[Rows from a pointing dataset]
──────

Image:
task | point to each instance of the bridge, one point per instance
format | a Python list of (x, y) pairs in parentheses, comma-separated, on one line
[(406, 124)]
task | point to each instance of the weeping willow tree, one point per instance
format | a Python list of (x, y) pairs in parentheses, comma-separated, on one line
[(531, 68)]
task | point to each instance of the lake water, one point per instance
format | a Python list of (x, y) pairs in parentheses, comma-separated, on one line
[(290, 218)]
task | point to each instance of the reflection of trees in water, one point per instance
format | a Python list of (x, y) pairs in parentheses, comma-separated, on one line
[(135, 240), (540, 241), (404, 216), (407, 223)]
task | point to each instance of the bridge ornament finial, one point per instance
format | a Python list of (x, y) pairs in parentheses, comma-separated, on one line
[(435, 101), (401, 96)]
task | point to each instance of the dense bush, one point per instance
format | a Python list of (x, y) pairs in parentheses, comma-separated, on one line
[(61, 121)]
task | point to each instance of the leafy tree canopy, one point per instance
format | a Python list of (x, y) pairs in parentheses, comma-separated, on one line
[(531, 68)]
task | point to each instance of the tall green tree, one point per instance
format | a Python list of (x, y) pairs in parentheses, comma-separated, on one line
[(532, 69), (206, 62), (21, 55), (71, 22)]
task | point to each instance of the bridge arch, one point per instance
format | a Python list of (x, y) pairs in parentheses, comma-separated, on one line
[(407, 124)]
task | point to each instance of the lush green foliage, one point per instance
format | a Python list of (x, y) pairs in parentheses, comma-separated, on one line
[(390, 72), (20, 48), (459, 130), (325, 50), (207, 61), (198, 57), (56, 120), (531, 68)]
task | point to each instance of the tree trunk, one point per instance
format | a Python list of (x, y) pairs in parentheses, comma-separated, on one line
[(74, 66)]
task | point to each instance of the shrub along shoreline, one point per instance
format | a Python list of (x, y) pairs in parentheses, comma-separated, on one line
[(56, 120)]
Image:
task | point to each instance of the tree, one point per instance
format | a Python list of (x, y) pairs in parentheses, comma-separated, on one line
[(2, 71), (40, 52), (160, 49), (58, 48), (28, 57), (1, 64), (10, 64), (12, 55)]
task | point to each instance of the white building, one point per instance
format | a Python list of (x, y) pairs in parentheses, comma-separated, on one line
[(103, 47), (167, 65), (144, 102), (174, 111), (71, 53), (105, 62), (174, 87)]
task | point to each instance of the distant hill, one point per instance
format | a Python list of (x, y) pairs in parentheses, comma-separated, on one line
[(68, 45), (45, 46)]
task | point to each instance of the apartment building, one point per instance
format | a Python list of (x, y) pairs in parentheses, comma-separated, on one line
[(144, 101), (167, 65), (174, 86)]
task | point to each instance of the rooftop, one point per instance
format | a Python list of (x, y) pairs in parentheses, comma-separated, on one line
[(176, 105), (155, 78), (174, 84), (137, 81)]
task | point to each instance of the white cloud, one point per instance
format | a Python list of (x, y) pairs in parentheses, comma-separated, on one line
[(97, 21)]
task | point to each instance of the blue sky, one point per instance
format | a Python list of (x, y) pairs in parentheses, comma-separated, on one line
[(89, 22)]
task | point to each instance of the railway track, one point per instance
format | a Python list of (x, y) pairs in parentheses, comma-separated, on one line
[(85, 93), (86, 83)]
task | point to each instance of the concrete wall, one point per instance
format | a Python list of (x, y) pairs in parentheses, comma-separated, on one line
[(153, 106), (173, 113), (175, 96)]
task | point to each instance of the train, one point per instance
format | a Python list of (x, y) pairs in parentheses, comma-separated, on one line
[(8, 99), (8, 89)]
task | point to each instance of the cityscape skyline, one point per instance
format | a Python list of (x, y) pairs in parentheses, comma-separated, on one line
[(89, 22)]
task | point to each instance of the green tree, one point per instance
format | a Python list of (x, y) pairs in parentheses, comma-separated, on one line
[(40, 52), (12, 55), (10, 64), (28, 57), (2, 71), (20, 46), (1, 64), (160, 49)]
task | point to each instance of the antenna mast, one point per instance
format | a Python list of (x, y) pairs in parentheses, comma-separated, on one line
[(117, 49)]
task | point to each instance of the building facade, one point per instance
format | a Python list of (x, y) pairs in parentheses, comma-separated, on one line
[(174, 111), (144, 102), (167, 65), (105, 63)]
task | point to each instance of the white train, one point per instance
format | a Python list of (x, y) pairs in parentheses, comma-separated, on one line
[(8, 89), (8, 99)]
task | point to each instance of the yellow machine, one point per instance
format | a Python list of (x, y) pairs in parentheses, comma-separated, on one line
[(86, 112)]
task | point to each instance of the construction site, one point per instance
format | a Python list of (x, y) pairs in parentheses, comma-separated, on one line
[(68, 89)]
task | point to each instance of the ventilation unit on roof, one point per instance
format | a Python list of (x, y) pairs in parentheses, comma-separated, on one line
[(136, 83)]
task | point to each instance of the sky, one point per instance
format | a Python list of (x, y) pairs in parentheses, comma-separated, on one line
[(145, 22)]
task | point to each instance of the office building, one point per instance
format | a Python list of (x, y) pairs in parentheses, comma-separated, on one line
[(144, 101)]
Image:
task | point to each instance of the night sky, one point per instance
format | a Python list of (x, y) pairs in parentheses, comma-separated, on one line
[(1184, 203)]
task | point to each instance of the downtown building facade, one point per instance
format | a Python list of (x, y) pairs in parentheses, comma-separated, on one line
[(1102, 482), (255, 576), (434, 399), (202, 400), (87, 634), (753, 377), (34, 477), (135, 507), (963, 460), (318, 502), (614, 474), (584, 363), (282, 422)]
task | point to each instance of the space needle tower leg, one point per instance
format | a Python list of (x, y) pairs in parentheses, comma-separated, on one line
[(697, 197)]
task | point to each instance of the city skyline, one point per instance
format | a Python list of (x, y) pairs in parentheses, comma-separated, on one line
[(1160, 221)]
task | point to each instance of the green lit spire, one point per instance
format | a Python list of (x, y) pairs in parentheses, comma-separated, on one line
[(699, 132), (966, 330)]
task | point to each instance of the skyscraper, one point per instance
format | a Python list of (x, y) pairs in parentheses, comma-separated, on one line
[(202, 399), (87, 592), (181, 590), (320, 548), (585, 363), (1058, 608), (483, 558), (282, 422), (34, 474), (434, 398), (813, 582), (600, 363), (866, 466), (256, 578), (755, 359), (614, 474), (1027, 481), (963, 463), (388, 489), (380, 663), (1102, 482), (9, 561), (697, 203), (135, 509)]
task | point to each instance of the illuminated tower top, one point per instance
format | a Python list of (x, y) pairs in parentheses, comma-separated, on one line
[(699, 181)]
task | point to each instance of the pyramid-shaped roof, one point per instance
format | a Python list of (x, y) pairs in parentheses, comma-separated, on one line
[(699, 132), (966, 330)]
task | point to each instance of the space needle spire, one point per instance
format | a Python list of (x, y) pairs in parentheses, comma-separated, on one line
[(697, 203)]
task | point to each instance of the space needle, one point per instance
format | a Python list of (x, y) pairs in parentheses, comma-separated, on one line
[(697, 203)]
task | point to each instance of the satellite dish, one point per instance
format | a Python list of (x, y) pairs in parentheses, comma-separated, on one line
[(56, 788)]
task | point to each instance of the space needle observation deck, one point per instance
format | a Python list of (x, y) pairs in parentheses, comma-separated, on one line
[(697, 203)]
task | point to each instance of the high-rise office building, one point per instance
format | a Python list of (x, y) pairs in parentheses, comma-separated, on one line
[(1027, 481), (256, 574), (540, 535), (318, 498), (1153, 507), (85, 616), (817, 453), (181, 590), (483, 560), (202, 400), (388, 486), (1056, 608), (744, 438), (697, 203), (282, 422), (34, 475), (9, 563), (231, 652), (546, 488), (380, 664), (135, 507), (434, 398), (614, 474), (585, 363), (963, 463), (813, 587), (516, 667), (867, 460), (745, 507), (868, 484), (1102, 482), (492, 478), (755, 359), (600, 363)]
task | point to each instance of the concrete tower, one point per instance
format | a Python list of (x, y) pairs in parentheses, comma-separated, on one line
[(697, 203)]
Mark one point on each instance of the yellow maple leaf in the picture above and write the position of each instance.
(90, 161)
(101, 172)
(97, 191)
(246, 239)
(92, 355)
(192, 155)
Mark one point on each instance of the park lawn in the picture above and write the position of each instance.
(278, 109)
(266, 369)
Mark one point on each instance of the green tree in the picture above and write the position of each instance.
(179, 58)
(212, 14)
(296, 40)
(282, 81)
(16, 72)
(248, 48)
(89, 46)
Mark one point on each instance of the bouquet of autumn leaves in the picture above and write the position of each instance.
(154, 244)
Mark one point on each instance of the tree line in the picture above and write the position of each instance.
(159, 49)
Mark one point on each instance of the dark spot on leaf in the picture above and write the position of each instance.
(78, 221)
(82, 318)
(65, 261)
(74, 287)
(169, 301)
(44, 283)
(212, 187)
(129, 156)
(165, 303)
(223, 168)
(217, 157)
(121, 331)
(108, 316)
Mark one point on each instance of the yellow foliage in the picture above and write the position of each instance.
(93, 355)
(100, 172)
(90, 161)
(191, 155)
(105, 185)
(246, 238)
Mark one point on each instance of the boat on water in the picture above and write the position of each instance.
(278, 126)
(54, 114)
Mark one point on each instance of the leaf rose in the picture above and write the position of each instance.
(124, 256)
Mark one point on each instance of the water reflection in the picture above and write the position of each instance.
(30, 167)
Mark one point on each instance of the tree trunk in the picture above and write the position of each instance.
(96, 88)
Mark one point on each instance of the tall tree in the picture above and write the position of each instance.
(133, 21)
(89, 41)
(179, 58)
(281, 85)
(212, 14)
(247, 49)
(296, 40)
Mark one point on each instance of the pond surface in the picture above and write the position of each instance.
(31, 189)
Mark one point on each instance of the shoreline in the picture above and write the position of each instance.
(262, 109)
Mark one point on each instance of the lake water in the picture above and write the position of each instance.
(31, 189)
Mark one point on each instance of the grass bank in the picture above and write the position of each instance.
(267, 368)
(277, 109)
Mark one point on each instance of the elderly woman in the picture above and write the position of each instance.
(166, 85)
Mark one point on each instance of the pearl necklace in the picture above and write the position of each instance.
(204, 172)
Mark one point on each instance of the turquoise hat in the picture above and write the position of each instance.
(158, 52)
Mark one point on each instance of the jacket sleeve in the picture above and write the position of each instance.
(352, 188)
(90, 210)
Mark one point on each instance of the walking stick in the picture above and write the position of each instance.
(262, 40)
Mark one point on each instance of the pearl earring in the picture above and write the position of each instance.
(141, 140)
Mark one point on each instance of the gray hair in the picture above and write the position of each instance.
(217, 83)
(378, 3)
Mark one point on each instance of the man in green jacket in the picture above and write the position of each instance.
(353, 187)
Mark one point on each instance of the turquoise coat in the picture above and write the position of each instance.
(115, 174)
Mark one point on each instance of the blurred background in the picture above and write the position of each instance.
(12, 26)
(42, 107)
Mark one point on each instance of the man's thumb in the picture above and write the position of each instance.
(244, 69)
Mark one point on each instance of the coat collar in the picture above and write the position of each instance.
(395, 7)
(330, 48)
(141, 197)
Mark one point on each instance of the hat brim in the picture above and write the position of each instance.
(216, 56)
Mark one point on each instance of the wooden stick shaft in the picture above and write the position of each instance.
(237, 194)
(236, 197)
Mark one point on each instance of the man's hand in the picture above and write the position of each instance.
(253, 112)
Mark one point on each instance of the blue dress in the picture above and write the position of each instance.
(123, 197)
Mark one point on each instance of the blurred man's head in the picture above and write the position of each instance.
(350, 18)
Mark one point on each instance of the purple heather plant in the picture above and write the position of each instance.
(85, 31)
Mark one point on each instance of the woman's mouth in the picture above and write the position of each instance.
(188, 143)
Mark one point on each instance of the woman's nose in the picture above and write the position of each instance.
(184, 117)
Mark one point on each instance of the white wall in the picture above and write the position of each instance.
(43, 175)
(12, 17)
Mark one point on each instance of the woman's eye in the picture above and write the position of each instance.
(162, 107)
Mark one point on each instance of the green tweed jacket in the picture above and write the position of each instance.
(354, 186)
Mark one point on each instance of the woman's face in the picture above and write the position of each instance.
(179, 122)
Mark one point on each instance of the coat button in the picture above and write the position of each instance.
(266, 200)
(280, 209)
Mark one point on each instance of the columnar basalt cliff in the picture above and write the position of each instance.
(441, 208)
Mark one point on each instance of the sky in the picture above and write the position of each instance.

──────

Reproduce only the part of the entries that opens with the line containing "task | point to each instance of the building" and closes with the line containing "[(136, 83)]", changing "yellow machine" to "yellow excavator" and leaving everything else as it is.

**SOLUTION TO THE EXERCISE**
task | point to each instance of the building facade, one point per instance
format | a Python list of (x, y) pairs in parentheses, comma-separated, on one line
[(174, 111), (144, 102), (167, 65), (105, 63)]
task | point to each instance of the white train, one point per instance
format | a Python list of (x, y) pairs in parentheses, comma-separated, on one line
[(8, 89), (8, 99)]
task | point to each instance of the yellow excavator, one point per instance
format | a Python list of (x, y) pairs in parentheses, comma-separated, on one line
[(86, 112)]
task | point to each instance of the construction site, one point per instance
format | a Python list of (x, y) pairs in parentheses, comma-separated, on one line
[(68, 89)]
task | point to each instance of the ventilation unit on roof, one point per instance
format | a Python list of (x, y) pairs in parentheses, comma-separated, on one line
[(136, 83)]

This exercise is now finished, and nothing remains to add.